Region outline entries

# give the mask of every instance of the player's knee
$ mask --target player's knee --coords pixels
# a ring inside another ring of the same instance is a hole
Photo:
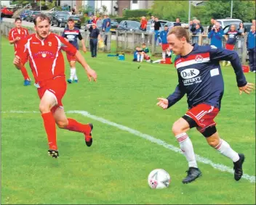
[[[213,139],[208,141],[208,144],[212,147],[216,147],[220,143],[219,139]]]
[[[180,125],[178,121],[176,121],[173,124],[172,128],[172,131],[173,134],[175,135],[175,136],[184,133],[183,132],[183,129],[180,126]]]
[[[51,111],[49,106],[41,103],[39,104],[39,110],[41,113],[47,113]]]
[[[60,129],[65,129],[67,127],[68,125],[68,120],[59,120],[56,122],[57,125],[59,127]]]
* * *
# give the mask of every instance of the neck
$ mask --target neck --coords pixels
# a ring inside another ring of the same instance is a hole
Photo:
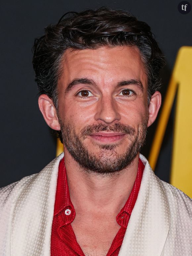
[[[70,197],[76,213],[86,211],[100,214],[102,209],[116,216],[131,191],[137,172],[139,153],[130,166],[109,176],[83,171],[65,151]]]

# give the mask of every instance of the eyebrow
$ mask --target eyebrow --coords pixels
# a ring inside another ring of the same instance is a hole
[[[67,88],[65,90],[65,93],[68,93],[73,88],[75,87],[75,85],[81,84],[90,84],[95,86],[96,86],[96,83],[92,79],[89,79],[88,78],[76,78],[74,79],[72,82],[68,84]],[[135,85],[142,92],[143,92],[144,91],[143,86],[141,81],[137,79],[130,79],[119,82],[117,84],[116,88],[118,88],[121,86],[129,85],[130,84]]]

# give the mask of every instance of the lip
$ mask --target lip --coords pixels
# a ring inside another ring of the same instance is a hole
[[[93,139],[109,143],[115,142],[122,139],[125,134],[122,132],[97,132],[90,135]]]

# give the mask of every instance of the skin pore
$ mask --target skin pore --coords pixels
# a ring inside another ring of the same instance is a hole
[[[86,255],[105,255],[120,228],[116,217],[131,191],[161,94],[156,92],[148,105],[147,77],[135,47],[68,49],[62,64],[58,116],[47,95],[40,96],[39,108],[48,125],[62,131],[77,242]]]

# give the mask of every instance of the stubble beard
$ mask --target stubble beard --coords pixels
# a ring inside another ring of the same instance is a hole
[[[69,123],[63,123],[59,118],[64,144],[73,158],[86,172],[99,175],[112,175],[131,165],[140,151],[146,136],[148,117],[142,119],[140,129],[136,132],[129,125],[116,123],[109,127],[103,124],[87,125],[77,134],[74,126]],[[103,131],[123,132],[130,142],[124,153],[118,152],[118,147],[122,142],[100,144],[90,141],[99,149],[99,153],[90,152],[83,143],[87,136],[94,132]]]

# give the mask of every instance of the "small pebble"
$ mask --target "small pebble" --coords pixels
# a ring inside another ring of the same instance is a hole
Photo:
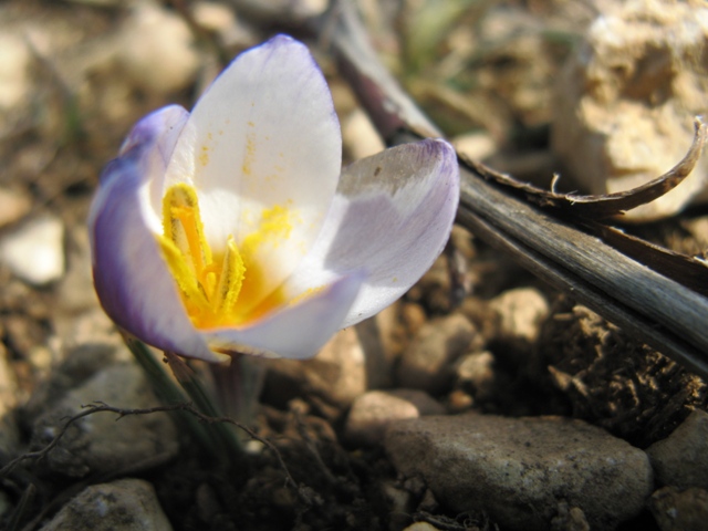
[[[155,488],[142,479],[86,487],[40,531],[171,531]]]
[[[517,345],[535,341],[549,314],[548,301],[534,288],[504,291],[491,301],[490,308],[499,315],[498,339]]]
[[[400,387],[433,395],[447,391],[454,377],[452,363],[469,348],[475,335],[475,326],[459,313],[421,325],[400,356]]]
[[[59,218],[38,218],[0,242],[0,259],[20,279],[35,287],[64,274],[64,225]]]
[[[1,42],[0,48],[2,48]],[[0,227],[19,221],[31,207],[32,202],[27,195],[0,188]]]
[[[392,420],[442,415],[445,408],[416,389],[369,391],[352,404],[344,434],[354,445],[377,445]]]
...
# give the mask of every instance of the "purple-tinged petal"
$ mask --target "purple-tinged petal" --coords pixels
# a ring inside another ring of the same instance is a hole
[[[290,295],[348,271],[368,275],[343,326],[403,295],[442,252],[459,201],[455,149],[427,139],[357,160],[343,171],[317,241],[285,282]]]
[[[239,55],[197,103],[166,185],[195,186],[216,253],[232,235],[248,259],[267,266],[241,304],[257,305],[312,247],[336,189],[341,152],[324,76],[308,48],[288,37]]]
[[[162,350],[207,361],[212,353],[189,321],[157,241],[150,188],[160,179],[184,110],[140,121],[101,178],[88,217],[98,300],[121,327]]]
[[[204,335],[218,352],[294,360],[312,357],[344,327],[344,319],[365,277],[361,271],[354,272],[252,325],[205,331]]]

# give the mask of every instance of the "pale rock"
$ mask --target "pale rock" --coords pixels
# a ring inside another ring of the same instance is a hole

=== DIRECTIONS FOR THIS TASK ===
Gather every line above that contains the string "pore", treating uppercase and lowercase as different, and copy each one out in full.

=== FULL SOLUTION ===
# give the mask of every instance of the skin pore
$ mask --target skin pore --coords pixels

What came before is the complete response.